Referring expression data
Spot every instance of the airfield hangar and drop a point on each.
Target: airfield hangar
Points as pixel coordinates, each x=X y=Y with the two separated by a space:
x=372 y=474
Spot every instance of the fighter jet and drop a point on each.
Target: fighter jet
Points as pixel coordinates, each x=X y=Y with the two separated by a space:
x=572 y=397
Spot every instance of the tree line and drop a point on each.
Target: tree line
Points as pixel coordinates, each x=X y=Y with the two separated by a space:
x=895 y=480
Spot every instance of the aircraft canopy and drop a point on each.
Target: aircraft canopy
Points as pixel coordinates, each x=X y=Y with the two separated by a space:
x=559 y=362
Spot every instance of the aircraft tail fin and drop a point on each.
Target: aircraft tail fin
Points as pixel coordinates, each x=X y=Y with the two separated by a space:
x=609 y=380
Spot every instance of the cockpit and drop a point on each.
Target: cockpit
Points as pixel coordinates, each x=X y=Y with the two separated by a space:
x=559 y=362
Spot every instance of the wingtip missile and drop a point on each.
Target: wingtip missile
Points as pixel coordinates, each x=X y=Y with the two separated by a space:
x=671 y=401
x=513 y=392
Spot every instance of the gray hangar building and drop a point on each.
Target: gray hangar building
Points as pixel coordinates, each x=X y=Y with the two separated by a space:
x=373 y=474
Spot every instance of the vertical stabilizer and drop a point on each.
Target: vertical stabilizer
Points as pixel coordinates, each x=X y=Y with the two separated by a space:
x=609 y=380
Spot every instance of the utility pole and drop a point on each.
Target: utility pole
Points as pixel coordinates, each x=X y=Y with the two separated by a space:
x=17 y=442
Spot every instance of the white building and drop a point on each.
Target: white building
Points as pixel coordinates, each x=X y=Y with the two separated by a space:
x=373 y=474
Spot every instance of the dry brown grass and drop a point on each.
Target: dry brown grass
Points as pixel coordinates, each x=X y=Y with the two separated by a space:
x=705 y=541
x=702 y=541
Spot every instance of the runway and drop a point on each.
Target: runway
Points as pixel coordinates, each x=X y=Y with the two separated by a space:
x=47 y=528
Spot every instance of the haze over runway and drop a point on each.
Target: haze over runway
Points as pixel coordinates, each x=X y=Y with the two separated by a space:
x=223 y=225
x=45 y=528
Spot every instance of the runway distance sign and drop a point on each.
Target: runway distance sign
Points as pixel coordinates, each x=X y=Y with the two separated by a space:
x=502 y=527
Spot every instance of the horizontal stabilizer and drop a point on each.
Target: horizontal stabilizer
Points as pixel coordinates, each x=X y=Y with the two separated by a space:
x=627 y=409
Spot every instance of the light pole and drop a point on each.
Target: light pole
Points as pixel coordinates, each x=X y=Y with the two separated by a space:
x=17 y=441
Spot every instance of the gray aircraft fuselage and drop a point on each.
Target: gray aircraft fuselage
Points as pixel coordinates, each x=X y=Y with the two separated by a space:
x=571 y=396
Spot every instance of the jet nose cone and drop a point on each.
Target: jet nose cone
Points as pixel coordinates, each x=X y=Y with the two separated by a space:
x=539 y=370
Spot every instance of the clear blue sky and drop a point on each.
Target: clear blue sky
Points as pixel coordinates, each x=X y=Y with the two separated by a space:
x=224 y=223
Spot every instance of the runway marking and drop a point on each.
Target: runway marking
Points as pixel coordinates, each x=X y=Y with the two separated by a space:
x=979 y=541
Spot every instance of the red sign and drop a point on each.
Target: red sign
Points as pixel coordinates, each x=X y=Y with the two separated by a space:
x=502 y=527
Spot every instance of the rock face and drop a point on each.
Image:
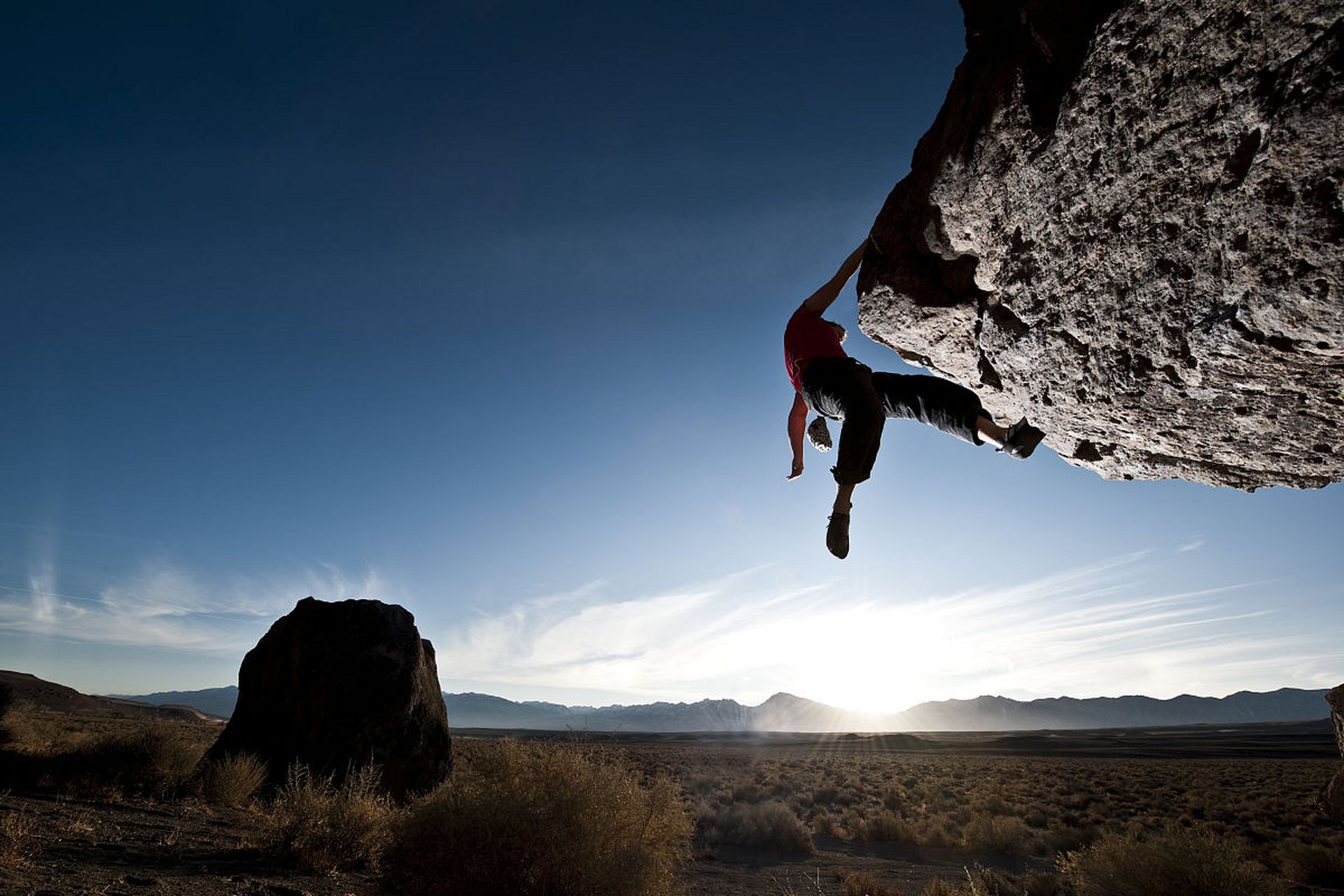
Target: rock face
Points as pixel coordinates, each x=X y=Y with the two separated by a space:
x=337 y=685
x=1126 y=225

WHAT THE TASK REQUIRES —
Whenever images occur above, omit them and retype each line exactly as it stands.

ANSWER TO THIS TASK —
Spot every instance of the airfield hangar and drop a point on each.
Target: airfield hangar
Points as pixel coordinates, each x=X y=Y with the two separated by a space:
x=372 y=474
Spot every instance of the fighter jet and drop a point on each.
Target: fighter jet
Points as pixel coordinates, each x=X y=Y with the two separated by a space:
x=572 y=397
Spot every instance of the tree line and drop a point on each.
Target: tree line
Points as pixel coordinates, each x=X y=Y with the two separated by a space:
x=895 y=480
Spot every instance of the aircraft canopy and drop a point on each.
Target: aircraft canopy
Points as pixel coordinates, each x=X y=Y with the two separated by a space:
x=559 y=362
Spot every instance of the aircraft tail fin and drop a point on each.
Target: aircraft tail fin
Points as pixel coordinates, each x=X y=Y with the two separated by a space:
x=609 y=380
Spot every instance of the cockpit and drop a point on each.
Target: cockpit
Points as pixel coordinates, each x=X y=Y with the two separated by a space:
x=559 y=362
Spot every instance of the wingtip missile and drop a point on each.
Target: wingtip missile
Points as pixel coordinates, each x=X y=Y with the two separated by a space:
x=671 y=401
x=513 y=392
Spot every instance of the gray hangar building and drop a point on each.
Target: gray hangar building
Points as pixel coordinates, each x=X y=Y with the two separated by a space:
x=373 y=474
Spot every instance of the vertical stabilizer and drop a point on each.
Target: vertical stabilizer
Points as pixel coordinates, each x=X y=Y with the two separated by a space:
x=609 y=380
Spot every instance of the utility pole and drop a point on each.
Target: utility pole
Points as pixel coordinates, each x=X y=Y with the two separated by a space:
x=17 y=442
Spot every instance of the white building and drop a point on each.
Target: white building
Points as pixel coordinates, each x=X y=Y with the two separated by a space:
x=373 y=474
Spot every instance of the dry brown grass and drop a point on each.
Target: dry brown grass
Points as pixel coordinates, each x=X y=Y with the two separated by a space:
x=705 y=541
x=702 y=541
Spot every instance of the runway and drop a point on each.
Target: runway
Points as pixel coordinates, each x=X y=Y with the two separated by a space:
x=47 y=528
Spot every instance of the haze over runway and drop a point on each.
Target: haze over runway
Points as pixel coordinates, each x=X y=Y with the two separated by a space:
x=223 y=225
x=45 y=528
Spot every instance of the runway distance sign and drop a point on each.
Target: runway distance sign
Points as pixel coordinates, each x=X y=Y with the two separated by a space:
x=502 y=527
Spot every instance of the horizontal stabilizer and drop a point on each.
Target: horizontal stabilizer
Points as pixel coordinates, each x=X y=Y with the two separated by a space:
x=627 y=409
Spot every instance of the light pole and drop a point on each.
Target: light pole
Points as pixel coordinates, each x=X y=Y with the two separated by a space:
x=17 y=441
Spot every instance of the gray aircraft fuselage and drop a point on each.
Target: gray aircraft fuselage
Points as pixel coordinates, each x=X y=Y with the two separated by a space:
x=571 y=396
Spot every instance of the jet nose cone and drop a point on each.
Target: jet nose cone
Points as pixel coordinates, each x=X y=Y with the two separated by a space:
x=539 y=370
Spot every instance of the clear blue sky and drop a point on each.
Target: clear blue sky
Points as pixel coordinates, each x=X y=Y with the two separated by a space:
x=224 y=223
Spot every instance of the runway marking and drop a point on each.
Target: runway marking
Points as pixel coordinates, each x=X y=Y with the two separated by a space:
x=979 y=541
Spot every instance of the red sign and drop a point on each.
Target: red sign
Points as pixel coordinates, each x=X y=Y with the two separated by a space:
x=502 y=527
Spot every instance of the rock face and drop a point on each.
Image:
Target: rock face
Points as pixel coordinates, each x=X y=Y with the two separated by a space:
x=337 y=685
x=1126 y=225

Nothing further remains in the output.